Document text:
Is Your City Infrastructurally Obese? - jseliger
https://www.strongtowns.org/journal/2019/10/29/is-your-city-infrastructurally-obese
======
jeffdavis
The obesity analogy makes no sense. It's a bad logical fit, not illustrative
of the point, loaded with distracting negative connotations, and doesn't
suggest any analogous remedy.

------
rollerboi
I love strongtowns. Such an interesting blog rich with data and thought-
provoking ideas.

He brings up a few ways to measure "Infrastructure Obesity," but really it
boils down to over-investment but under-utilization, aka malinvestment.

Some might argue that "well eventually this infrastructure would be used" but
he makes a good point that bloated infrastructure "impede(s) social
connections" so people will move away or not move into these areas, and
entrepreneurs take notice when foot traffic declines. Then these entrepreneurs
decide not to expand to areas with increasing infrastructure obesity. Like a
positive feedback loop.

The wannabe social psychologist/economist in me would've loved if he included
some stuff related to game theory/tragedy of the commons, e.g. Braess'
Paradox. It's probably not as impactful in cities where populations are
declining, but Braess' paradox posits that adding capacity to a system (like
an extra road) actually impedes (traffic) flow, rather than facilitating it.

Objectives:
1: In the infrastructure obesity thread, condense the paragraph beginning "Some might argue" into a short list of its main points.
2: According to the infrastructure obesity thread, what does Braess' paradox posit?
3: Carry on the infrastructure obesity thread from its last line.

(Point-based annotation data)
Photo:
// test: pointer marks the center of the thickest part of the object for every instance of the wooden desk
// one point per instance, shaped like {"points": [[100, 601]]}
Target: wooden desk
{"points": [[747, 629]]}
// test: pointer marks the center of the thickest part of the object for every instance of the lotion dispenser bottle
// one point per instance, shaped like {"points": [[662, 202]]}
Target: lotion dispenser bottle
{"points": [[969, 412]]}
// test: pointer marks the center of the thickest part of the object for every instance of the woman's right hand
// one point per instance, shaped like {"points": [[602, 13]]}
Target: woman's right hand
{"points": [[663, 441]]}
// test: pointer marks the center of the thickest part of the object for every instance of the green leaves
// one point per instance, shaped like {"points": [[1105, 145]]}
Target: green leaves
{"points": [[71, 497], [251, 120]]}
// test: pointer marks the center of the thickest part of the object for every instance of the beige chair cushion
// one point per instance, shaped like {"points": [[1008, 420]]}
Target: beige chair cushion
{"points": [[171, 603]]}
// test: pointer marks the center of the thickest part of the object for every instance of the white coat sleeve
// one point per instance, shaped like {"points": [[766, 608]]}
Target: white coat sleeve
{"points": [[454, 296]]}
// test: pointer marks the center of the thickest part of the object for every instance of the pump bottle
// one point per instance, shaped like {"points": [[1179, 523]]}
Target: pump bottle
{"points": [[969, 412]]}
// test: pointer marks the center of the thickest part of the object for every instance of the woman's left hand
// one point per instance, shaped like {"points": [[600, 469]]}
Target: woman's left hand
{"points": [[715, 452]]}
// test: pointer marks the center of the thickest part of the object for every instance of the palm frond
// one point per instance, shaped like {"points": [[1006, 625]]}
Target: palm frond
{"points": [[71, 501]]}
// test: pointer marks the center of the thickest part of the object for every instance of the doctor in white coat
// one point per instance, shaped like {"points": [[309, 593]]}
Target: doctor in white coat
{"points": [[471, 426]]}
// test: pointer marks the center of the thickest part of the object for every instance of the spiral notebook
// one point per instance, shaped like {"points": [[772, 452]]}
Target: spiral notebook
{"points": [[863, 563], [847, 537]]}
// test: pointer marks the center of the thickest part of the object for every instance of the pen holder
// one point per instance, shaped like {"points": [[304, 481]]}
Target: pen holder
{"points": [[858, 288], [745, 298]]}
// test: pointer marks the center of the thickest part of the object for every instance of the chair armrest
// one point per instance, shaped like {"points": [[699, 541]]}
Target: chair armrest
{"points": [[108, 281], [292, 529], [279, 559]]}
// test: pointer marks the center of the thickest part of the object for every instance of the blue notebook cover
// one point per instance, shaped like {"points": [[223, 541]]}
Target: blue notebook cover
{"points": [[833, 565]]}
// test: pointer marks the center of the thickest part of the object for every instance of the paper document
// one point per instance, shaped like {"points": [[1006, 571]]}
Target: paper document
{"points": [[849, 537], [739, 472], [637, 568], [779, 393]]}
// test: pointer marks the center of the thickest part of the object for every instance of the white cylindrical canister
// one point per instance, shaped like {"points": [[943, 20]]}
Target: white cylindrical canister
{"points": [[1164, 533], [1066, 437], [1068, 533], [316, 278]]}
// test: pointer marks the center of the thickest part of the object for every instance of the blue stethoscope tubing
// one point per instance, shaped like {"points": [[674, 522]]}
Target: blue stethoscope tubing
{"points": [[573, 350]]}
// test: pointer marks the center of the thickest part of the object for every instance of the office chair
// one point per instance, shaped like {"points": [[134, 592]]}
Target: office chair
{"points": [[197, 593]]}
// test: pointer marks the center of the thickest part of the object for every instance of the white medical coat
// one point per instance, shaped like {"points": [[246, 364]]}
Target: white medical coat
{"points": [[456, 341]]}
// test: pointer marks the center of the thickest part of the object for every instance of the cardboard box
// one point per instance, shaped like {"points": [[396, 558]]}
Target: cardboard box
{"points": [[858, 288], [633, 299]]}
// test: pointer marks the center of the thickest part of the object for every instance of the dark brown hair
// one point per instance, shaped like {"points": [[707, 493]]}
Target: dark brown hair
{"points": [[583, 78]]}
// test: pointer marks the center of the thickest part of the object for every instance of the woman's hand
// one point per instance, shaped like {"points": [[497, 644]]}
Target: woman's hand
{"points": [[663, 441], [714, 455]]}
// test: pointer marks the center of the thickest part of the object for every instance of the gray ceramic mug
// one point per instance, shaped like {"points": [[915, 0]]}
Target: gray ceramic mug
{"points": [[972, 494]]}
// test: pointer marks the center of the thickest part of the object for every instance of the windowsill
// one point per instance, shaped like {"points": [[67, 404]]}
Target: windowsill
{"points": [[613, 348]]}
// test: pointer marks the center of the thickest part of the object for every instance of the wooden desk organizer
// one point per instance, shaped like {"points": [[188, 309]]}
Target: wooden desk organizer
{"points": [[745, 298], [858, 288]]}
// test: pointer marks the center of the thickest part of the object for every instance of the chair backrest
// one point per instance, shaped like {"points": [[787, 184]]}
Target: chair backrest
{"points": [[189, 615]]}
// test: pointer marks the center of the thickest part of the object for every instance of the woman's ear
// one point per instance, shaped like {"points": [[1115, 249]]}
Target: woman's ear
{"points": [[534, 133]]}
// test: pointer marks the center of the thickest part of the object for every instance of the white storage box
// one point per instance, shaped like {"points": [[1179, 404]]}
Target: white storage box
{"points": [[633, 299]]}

Per-task outputs:
1:
- Some argue the infrastructure would eventually be used.
- He counters that bloated infrastructure "impede(s) social connections."
- As a result, people move away or don't move into these areas.
- Entrepreneurs notice declining foot traffic and decide not to expand into areas with increasing infrastructure obesity.
- This works like a positive feedback loop.

2: It posits that adding capacity to a system, like an extra road, actually impedes traffic flow rather than facilitating it.

3:
In theory, this is because the aggregated "normal route" across all drivers in
a system (i.e. a morning commute) eventually reaches a Nash Equilibrium.
Adding capacity changes the "normal route," so drivers will have to re-adjust
and discover new optimal routes, which has cascading effects to other drivers,
etc. etc.

This is fascinating to me because conventionally, you'd think "Extra capacity
= more people on the road = better throughput" but we're seeing evidence that
maybe this isn't the case. Would love to hear yc's thoughts on that, though.

------
GuiA
We’ve known how terrible North American city planning is since A Pattern
Language (70s) and Life and Death of Great American Cities (60s).

How do we turn it into concrete, short term action?

What’s the 2019 equivalent of smashing curbs for wheelchair access?
([https://99percentinvisible.org/episode/curb-
cuts/](https://99percentinvisible.org/episode/curb-cuts/))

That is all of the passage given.